:: Exercise directions ::
Up to and including the line with "the priest's raised", please set down the entries below exactly, starting from the first line.

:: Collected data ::
BEGIN
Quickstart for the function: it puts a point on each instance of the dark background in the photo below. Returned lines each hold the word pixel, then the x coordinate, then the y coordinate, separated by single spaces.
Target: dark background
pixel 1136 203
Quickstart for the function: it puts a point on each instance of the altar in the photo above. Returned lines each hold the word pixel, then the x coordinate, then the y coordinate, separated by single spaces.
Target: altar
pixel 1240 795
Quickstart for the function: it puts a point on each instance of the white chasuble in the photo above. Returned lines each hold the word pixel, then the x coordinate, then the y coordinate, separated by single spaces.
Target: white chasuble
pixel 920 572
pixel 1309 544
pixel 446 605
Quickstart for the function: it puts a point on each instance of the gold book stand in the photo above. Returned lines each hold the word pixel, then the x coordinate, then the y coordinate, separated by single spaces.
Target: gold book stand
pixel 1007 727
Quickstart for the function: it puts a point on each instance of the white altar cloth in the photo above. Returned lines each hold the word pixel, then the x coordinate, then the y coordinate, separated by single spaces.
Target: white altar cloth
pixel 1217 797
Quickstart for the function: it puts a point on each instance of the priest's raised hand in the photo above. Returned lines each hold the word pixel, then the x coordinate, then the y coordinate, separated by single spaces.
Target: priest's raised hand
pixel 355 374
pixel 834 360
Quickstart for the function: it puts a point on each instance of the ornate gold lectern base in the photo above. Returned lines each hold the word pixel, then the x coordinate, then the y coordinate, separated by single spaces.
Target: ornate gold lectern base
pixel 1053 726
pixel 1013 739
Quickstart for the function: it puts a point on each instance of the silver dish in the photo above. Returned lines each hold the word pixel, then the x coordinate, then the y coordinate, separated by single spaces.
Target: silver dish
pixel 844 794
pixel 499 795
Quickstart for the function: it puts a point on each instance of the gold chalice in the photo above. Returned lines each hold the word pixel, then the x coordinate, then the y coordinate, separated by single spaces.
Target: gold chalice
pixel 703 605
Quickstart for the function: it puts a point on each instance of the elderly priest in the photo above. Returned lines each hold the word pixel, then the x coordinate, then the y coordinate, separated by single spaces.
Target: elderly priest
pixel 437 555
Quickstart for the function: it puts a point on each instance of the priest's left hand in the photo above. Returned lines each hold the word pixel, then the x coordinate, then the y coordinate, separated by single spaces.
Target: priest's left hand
END
:: Written answer ::
Quickstart for the function: it puts a point on each instance of the dark background in the photo below. Returned lines each hold the word pixel, then the x coordinate, then the y coordinate, separated by single spaces.
Target: dark background
pixel 1136 203
Quickstart for the function: it puts a point on each instance of the altar in the photo above. Returned lines each hold the word pixel, then the x coordinate, then the y coordinate, separated by single spaces.
Target: altar
pixel 1240 795
Quickstart for the function: it puts a point on each instance of the white chasuble in the photo above. Returned lines each hold the word pixel, then the x coordinate, then the y coordinate, separated by single spaces.
Target: white chasuble
pixel 920 572
pixel 1309 544
pixel 446 605
Quickstart for the function: it puts a point on each instance of the gold book stand in the photo above. Returned lines each hold the word pixel, then the x coordinate, then the y coordinate, separated by single spaces.
Target: gold book stand
pixel 1007 727
Quickstart for the function: it puts a point on each instance of the white altar cloth in the photo above. Returned lines each hold the word pixel, then the x coordinate, then the y coordinate, separated by single spaces.
Target: white altar cloth
pixel 1217 797
Quickstart for the function: it puts a point on each instance of the priest's raised hand in the photo above. Returned lines each hold the word pixel, then the x coordinate, then the y coordinate, separated by single spaces.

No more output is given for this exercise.